__Work instructions__
Reproduce every line of the records below word for word, without changing anything.

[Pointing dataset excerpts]
## Begin
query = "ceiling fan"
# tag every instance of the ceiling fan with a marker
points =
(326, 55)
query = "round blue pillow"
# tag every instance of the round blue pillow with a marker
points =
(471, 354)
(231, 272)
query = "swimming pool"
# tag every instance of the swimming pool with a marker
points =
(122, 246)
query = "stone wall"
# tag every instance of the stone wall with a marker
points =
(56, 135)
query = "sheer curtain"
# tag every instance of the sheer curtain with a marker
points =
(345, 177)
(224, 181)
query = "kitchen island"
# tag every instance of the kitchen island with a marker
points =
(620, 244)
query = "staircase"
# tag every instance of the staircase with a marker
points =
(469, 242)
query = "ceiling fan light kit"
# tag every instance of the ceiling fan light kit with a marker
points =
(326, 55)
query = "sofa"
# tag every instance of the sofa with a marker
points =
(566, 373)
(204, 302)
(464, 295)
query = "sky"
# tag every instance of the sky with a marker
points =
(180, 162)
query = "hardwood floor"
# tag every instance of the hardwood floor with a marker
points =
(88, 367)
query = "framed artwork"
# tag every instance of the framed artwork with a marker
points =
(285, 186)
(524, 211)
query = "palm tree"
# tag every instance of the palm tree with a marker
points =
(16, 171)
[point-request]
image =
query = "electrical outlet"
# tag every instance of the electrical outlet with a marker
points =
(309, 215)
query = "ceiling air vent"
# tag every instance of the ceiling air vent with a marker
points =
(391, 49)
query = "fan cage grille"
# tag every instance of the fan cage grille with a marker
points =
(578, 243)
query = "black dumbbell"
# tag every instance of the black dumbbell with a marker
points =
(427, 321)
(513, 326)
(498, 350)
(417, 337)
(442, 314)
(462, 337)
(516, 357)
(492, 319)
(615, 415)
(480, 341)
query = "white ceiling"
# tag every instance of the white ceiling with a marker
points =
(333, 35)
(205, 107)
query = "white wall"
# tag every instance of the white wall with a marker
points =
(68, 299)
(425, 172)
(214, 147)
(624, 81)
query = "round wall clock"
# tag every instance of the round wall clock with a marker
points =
## End
__Expected answer__
query = "ceiling fan"
# tag every instance of the ceiling fan with a marker
points =
(326, 55)
query = "round blue pillow"
# tag every instance of the round blue pillow with a marker
points =
(471, 354)
(231, 272)
query = "swimming pool"
# tag every instance of the swimming pool with a marker
points =
(122, 246)
query = "stone wall"
# tag every instance of the stone wall with a marker
points =
(56, 135)
query = "sheer curtain"
# tag every instance of the sheer curtain with a marker
points =
(345, 177)
(224, 181)
query = "kitchen island"
# tag every instance of the kitchen island with a marker
points =
(620, 244)
query = "staircase"
# tag every instance of the staircase with a marker
points =
(469, 242)
query = "ceiling fan light kit"
# tag every instance of the ceiling fan light kit with a marker
points =
(326, 55)
query = "sofa"
# tag every instance of the sofa with a marker
points =
(566, 373)
(204, 302)
(464, 295)
query = "sky"
# tag every instance of the sky with a marker
points =
(180, 162)
query = "hardwood floor"
# tag every instance of the hardwood floor with a marker
points =
(88, 367)
query = "framed artwork"
# tag every instance of the framed artwork with a marker
points =
(285, 186)
(524, 211)
query = "palm tree"
# tag every instance of the palm tree with a marker
points =
(16, 171)
[point-request]
image =
query = "electrical outlet"
# tag every instance of the electrical outlet with a marker
points =
(309, 215)
query = "ceiling air vent"
# tag every instance of the ceiling air vent with a marker
points =
(391, 49)
query = "fan cage grille"
# tag every instance of the fan cage grille with a marker
points =
(578, 243)
query = "black dumbbell"
# tag every instance of the black dumbbell with a marker
points =
(427, 321)
(513, 326)
(498, 350)
(417, 337)
(442, 314)
(462, 337)
(516, 357)
(492, 319)
(615, 415)
(480, 341)
query = "white ceiling"
# tag every instance of the white ceiling with a marker
points =
(333, 35)
(205, 107)
query = "white wall"
# tag every instance of the white wall with a marker
points =
(68, 299)
(425, 172)
(214, 147)
(624, 81)
query = "round wall clock"
# tag every instance of the round wall clock with a marker
points =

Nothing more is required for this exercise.